#### [TASK REQUIREMENTS]
Extract every line in the rows below that contains the word "plant".

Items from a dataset
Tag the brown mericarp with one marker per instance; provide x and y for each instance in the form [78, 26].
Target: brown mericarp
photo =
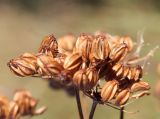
[85, 63]
[22, 104]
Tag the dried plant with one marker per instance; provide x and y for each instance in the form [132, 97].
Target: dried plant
[104, 67]
[22, 104]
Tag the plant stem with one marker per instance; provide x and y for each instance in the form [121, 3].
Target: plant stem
[122, 113]
[79, 104]
[94, 105]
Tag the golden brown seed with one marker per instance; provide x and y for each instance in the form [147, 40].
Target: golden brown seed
[48, 66]
[122, 97]
[119, 52]
[22, 67]
[80, 80]
[100, 48]
[127, 40]
[49, 46]
[73, 62]
[109, 90]
[83, 45]
[92, 76]
[66, 43]
[86, 79]
[140, 86]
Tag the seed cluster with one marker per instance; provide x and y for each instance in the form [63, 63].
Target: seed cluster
[23, 104]
[96, 64]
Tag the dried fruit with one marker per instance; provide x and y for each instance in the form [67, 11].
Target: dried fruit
[109, 90]
[122, 97]
[72, 62]
[49, 46]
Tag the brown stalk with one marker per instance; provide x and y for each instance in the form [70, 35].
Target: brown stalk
[93, 108]
[79, 104]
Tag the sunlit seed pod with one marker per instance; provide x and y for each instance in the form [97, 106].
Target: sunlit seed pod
[126, 70]
[42, 61]
[72, 62]
[66, 43]
[29, 58]
[92, 76]
[49, 46]
[83, 46]
[138, 73]
[14, 110]
[127, 40]
[22, 67]
[122, 97]
[109, 90]
[100, 48]
[140, 86]
[80, 80]
[119, 52]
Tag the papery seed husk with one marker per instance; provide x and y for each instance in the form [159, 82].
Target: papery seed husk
[119, 52]
[72, 62]
[122, 97]
[109, 90]
[127, 40]
[49, 46]
[140, 86]
[100, 48]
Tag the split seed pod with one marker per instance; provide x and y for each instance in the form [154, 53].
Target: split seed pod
[119, 52]
[109, 90]
[72, 62]
[140, 86]
[100, 48]
[83, 45]
[49, 46]
[122, 97]
[23, 66]
[48, 66]
[85, 79]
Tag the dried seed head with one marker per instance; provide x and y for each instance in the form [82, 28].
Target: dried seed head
[72, 62]
[93, 76]
[109, 90]
[80, 80]
[48, 66]
[119, 52]
[83, 45]
[23, 66]
[100, 48]
[49, 46]
[122, 97]
[140, 86]
[85, 79]
[66, 44]
[128, 41]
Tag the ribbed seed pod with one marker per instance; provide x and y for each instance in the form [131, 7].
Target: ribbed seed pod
[127, 40]
[80, 80]
[48, 66]
[140, 86]
[122, 97]
[100, 48]
[119, 52]
[92, 76]
[83, 46]
[66, 44]
[49, 46]
[72, 62]
[23, 66]
[109, 90]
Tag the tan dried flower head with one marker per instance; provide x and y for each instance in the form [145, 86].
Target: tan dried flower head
[85, 61]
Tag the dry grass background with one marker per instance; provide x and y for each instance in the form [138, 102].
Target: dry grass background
[22, 27]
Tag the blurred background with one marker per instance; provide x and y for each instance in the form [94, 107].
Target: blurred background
[23, 24]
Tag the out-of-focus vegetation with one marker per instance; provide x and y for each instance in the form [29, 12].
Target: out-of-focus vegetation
[23, 23]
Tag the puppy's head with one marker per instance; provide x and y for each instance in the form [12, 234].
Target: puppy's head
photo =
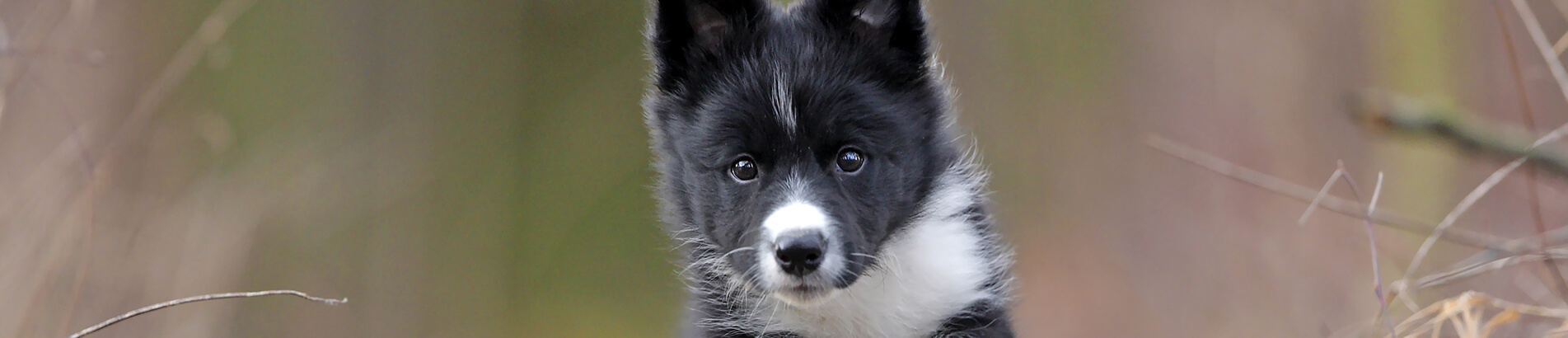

#### [OUTPUT OF THE TASK]
Tag the dried plant with one marker per instance; provide x and y for each instance in the form [132, 97].
Target: dried plant
Tag the plant stem with one marker per instance; provide x and y for each instance in the form [121, 3].
Target: plant stem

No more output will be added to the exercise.